• _Problem description_: From the line containing "Label a point on each instance of the lace trim" to the last line of the records, please reproduce every line exactly and nothing more.

=== Begin Enclosure ===

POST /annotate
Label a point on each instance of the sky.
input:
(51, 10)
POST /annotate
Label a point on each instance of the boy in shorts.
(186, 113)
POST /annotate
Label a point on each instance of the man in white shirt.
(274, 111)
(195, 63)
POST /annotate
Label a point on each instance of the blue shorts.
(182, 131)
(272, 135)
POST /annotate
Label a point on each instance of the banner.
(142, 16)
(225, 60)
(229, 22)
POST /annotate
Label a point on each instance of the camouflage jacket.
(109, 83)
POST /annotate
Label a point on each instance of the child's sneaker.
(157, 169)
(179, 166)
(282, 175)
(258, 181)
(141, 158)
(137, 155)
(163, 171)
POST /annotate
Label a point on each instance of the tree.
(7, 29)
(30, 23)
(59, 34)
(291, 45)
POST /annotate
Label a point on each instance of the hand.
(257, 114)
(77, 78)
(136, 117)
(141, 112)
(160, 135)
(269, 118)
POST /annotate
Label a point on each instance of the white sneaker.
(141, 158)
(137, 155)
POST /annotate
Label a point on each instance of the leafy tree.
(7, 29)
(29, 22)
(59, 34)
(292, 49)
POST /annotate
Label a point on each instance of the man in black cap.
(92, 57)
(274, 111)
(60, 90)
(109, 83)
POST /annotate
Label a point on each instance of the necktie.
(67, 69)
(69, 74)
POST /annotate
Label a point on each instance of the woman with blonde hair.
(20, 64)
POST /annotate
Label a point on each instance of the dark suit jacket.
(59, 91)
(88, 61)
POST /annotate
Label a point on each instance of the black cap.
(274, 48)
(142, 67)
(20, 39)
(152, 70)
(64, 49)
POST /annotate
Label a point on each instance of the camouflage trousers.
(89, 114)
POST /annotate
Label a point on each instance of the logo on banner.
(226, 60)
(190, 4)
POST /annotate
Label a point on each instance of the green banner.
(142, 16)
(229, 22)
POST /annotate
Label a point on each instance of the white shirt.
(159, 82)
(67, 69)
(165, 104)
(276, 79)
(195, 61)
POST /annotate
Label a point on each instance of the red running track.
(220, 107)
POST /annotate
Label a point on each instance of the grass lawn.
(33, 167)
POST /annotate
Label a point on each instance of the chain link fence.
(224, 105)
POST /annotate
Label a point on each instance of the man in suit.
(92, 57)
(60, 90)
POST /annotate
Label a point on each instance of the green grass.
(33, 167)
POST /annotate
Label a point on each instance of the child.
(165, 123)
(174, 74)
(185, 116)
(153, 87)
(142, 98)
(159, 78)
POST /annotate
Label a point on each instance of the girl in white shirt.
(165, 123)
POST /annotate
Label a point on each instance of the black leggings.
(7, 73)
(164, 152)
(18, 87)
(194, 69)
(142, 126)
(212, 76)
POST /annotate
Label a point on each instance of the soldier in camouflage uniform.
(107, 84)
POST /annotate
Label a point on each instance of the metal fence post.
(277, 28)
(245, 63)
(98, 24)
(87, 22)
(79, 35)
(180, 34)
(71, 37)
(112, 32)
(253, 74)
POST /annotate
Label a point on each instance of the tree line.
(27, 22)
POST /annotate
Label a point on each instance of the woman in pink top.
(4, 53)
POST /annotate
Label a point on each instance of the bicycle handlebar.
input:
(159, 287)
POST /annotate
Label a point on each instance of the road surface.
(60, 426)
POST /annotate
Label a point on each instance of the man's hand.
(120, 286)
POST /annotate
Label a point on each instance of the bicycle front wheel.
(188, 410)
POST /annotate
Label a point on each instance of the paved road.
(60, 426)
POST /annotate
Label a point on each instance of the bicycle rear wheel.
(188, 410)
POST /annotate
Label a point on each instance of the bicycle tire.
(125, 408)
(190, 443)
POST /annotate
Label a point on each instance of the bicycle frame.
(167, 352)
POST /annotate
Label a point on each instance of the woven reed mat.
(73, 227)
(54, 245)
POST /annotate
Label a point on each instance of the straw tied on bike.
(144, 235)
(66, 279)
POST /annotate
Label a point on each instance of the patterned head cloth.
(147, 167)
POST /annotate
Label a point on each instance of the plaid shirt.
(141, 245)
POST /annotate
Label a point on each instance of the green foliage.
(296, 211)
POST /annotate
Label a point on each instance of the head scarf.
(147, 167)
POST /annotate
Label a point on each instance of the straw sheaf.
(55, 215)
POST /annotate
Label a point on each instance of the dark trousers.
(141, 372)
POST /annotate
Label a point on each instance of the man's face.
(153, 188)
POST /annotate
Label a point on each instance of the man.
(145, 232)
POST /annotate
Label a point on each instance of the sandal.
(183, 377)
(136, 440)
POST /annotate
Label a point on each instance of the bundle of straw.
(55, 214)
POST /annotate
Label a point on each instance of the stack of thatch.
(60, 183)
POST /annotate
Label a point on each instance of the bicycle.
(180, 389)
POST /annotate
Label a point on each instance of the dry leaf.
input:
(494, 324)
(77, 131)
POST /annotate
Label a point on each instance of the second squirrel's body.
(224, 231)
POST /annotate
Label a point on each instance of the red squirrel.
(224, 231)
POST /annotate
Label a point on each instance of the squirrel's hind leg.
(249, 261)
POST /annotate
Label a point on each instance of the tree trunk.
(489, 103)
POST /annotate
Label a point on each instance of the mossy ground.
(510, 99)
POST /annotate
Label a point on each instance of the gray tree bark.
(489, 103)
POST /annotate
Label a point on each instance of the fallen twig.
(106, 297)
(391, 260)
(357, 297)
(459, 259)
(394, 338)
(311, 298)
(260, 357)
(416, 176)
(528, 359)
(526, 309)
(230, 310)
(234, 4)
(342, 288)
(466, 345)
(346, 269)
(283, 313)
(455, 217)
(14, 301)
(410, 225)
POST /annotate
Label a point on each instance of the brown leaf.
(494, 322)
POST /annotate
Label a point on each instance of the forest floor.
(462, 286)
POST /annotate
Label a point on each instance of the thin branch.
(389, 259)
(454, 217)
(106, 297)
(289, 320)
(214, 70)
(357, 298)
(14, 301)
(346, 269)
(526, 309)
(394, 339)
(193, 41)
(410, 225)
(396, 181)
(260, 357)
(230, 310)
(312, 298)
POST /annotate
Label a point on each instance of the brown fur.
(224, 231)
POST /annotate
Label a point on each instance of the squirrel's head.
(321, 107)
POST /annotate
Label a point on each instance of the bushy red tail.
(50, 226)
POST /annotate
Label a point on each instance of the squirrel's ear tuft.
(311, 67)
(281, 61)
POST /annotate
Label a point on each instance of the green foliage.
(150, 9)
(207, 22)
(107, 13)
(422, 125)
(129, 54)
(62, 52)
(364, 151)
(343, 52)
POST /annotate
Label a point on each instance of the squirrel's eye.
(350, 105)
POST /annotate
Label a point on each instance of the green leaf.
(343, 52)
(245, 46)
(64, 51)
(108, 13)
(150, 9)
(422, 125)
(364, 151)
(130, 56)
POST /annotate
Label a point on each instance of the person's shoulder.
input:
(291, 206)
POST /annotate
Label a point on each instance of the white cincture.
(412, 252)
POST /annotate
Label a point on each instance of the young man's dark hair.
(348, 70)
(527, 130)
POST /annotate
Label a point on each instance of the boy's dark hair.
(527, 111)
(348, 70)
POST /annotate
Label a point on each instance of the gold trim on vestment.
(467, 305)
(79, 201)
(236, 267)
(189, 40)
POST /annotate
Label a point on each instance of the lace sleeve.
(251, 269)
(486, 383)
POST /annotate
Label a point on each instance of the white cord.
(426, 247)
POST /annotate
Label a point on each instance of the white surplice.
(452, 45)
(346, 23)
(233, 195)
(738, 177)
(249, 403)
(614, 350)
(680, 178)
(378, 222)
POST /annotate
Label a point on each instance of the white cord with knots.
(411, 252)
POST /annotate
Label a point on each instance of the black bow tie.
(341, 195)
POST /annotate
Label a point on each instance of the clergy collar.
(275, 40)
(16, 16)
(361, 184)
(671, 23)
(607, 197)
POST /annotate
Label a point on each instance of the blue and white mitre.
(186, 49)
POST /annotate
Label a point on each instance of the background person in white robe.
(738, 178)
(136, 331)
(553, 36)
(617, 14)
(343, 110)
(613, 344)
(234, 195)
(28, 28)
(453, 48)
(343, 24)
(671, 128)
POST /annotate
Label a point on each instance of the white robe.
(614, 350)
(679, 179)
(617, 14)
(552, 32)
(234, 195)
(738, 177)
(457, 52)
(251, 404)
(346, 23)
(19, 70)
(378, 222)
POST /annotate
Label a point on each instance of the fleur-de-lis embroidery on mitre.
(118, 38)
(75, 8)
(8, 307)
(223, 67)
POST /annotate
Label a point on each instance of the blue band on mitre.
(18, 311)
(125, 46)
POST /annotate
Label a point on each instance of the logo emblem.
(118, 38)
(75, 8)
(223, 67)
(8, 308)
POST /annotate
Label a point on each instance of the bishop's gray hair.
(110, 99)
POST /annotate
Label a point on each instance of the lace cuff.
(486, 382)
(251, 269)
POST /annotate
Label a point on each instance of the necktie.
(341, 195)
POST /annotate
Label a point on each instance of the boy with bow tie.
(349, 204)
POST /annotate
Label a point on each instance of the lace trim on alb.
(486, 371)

=== End Enclosure ===

• _Your solution_:
Label a point on each instance of the lace trim on alb.
(486, 371)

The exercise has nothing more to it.